Task prompt |
Work through the entries below and report how many lines include "negative". The number alone is the answer.

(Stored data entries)
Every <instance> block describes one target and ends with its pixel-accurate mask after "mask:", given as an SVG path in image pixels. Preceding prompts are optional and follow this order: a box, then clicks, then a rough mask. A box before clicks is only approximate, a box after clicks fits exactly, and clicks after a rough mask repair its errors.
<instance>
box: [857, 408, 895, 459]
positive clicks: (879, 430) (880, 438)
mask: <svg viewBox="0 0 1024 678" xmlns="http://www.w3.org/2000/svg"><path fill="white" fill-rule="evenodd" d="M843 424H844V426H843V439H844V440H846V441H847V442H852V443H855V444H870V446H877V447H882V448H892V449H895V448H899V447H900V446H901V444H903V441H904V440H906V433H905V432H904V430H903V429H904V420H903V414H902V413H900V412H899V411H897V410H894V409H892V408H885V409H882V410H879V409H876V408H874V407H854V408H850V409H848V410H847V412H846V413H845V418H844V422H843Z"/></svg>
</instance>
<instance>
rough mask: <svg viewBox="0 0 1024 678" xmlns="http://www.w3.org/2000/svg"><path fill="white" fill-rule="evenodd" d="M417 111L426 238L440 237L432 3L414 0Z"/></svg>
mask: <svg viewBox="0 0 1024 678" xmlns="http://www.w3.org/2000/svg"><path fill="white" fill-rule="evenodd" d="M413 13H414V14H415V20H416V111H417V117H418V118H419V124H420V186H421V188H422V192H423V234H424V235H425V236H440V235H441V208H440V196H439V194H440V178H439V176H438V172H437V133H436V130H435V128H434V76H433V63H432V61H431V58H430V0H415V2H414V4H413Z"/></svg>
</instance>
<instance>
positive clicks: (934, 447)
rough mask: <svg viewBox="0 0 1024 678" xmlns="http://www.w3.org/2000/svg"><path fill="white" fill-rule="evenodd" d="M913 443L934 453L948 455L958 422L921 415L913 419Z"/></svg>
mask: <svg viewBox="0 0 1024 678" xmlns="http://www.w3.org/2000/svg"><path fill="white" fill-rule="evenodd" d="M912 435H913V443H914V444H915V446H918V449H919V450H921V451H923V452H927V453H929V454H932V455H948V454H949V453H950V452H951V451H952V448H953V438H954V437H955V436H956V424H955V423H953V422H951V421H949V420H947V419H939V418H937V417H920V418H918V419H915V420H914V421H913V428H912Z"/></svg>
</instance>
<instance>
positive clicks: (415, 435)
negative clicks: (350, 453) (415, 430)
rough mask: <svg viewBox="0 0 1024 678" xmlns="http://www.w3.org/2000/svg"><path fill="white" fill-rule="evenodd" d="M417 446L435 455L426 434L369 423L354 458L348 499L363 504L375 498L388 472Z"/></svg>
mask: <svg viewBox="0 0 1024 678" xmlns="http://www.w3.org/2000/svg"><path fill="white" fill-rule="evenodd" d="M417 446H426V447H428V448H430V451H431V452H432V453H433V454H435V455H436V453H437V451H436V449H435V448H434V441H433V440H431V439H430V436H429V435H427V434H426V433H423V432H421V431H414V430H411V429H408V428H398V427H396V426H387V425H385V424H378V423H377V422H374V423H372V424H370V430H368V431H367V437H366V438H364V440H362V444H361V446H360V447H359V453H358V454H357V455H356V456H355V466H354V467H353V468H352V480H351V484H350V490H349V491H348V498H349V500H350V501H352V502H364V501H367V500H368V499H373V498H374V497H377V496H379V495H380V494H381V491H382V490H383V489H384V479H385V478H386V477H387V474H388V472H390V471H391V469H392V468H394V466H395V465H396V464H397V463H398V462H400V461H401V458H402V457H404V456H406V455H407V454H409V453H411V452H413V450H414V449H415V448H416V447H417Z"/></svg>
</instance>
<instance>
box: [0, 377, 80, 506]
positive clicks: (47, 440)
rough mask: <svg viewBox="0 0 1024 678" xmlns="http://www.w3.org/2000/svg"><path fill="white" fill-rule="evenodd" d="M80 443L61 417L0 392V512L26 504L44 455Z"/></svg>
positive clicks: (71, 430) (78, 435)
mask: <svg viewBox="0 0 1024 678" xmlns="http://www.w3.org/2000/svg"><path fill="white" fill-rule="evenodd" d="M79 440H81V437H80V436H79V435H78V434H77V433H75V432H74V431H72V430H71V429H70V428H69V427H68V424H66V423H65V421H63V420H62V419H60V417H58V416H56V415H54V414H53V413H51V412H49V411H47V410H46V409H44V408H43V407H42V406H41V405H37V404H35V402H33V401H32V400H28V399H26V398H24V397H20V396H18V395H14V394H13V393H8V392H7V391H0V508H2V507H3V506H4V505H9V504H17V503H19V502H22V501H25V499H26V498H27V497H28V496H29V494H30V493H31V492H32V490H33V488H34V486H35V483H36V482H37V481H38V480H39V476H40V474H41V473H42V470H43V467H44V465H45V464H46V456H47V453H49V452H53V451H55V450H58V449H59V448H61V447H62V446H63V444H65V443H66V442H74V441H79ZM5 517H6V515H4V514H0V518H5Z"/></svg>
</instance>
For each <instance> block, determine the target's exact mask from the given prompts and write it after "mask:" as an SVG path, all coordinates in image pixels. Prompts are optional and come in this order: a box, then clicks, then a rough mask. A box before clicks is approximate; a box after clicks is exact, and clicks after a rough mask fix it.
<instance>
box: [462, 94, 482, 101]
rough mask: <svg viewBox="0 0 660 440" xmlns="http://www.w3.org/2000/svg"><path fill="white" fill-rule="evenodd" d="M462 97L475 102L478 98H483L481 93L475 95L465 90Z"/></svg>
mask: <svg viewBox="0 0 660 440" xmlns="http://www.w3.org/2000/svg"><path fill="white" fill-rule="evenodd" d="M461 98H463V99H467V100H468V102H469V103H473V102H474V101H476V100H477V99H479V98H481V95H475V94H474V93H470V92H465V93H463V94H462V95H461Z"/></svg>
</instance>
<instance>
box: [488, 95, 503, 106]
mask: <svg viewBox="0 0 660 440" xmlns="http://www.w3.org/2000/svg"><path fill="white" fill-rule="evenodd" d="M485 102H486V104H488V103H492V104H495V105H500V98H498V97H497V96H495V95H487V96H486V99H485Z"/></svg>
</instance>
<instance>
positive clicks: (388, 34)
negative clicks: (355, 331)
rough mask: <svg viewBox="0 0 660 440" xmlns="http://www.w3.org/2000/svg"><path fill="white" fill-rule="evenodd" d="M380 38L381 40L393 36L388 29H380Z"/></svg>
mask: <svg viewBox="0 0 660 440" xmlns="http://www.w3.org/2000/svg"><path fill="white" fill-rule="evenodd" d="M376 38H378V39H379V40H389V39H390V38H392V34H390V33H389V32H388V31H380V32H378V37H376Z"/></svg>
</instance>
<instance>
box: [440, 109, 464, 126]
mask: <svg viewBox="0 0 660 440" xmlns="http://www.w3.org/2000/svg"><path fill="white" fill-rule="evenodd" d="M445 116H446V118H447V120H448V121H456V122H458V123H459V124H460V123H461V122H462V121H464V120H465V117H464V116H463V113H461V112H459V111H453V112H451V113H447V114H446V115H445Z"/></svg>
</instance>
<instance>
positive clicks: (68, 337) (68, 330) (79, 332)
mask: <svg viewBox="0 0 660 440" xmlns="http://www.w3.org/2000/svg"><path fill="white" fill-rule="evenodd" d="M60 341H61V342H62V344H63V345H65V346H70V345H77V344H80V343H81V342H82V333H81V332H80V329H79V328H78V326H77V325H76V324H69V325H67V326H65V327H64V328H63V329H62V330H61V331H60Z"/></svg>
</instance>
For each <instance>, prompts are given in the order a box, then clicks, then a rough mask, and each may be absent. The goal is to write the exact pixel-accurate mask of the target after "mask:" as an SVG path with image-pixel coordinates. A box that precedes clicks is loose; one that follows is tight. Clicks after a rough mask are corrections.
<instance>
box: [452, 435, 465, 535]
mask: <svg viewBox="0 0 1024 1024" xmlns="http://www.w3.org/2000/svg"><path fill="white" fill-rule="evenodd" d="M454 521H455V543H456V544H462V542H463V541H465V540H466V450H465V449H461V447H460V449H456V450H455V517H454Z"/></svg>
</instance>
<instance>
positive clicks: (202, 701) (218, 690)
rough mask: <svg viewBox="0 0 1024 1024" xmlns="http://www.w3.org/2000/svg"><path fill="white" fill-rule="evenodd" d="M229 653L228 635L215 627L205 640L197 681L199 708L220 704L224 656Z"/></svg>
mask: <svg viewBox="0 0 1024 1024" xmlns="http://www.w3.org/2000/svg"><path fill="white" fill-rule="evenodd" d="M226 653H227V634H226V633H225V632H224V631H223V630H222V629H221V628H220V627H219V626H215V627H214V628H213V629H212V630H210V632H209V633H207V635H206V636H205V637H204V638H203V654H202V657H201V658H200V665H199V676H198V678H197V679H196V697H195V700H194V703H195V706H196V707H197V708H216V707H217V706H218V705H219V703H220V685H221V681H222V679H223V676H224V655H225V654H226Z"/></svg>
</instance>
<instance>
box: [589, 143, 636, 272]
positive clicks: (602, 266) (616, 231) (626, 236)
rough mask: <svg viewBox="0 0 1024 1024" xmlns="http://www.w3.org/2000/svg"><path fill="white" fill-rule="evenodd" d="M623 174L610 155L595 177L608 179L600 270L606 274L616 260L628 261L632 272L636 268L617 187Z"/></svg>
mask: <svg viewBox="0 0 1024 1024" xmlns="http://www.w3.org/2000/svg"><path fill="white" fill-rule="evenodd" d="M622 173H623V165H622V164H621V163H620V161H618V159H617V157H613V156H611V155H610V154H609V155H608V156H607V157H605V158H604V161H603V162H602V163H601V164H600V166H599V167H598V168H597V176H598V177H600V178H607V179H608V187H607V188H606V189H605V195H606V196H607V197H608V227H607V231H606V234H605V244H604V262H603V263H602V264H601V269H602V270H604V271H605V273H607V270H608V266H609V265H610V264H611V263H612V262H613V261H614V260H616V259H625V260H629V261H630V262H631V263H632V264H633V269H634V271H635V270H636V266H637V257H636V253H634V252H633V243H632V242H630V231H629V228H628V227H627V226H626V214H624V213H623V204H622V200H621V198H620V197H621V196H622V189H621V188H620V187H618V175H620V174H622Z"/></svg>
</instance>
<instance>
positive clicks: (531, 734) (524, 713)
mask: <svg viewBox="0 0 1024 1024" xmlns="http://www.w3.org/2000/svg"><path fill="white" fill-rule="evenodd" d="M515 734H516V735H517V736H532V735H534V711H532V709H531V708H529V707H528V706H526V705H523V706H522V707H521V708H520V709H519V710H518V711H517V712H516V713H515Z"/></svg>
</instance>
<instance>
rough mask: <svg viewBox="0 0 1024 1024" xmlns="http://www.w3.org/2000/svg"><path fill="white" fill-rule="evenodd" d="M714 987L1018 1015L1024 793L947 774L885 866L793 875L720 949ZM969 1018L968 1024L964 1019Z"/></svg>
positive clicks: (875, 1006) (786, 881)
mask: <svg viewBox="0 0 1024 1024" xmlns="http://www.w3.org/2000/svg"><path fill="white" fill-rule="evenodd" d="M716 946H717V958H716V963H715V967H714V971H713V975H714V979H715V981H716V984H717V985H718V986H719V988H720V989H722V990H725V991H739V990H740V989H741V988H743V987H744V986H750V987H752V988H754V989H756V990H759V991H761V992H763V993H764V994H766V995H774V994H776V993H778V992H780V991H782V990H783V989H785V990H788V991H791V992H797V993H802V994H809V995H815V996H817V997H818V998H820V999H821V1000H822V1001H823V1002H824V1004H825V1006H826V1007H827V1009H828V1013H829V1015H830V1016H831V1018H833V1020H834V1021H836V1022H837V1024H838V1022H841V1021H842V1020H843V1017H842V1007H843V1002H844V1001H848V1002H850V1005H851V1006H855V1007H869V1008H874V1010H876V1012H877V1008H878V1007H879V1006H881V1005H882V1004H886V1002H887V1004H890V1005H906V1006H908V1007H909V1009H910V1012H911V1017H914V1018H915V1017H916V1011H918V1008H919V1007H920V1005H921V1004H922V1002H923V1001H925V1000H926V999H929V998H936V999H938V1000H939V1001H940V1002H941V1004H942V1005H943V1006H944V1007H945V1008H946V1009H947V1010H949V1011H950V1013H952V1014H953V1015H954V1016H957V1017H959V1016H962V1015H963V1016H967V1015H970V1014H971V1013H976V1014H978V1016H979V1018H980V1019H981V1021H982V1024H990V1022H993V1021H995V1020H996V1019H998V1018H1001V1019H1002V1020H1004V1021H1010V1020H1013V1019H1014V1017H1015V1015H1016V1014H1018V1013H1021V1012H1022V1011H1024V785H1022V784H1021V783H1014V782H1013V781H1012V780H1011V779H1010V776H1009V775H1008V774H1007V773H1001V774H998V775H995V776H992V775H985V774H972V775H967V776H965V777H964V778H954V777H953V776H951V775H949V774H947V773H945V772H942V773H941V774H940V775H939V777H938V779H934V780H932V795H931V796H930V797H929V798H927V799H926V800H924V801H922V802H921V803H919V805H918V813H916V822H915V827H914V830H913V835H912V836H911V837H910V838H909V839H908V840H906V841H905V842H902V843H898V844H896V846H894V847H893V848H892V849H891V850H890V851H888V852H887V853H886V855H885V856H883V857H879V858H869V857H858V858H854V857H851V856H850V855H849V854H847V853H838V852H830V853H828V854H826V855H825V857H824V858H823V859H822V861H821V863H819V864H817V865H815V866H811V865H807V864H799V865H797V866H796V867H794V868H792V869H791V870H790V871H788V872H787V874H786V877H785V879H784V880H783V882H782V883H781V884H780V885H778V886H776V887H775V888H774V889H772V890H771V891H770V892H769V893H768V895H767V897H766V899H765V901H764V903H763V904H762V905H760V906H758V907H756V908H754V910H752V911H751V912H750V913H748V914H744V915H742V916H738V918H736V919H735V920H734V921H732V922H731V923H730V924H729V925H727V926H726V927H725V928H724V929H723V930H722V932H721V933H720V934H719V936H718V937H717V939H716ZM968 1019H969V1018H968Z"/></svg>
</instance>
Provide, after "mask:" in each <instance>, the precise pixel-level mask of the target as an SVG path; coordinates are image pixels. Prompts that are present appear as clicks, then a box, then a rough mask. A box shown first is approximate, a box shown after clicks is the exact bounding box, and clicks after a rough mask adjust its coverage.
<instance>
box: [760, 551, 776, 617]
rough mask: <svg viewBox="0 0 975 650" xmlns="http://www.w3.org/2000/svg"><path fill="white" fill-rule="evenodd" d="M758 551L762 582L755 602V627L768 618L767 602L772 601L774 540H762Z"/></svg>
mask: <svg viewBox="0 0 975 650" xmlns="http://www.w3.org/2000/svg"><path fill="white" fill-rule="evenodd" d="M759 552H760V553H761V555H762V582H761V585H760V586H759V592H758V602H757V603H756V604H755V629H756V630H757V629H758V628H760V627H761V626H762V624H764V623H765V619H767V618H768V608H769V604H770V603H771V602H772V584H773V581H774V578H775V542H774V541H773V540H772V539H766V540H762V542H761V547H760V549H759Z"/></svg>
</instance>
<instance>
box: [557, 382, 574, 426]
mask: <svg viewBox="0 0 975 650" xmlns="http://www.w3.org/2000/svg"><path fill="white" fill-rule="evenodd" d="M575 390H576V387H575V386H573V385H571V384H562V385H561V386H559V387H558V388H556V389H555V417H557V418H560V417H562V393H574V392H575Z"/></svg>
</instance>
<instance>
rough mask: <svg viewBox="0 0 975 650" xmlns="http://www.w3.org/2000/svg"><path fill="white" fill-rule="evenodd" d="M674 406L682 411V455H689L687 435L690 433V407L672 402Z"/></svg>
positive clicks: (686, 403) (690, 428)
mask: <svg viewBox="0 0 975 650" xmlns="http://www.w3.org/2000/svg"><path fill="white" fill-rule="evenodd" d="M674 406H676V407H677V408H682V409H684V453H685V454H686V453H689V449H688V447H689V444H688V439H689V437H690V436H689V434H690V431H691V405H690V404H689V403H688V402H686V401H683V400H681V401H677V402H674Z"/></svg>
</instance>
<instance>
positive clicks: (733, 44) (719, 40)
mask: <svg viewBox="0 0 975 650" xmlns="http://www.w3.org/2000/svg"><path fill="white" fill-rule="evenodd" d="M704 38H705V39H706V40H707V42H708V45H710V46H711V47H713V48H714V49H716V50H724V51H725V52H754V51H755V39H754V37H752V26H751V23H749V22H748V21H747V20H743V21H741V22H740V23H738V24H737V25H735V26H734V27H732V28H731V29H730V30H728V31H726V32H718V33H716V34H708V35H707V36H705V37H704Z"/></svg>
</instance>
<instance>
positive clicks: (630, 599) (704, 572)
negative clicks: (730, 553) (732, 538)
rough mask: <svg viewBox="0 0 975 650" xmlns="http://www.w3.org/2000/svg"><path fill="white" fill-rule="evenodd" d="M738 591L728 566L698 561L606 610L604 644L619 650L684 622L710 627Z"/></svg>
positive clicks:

Answer to this problem |
3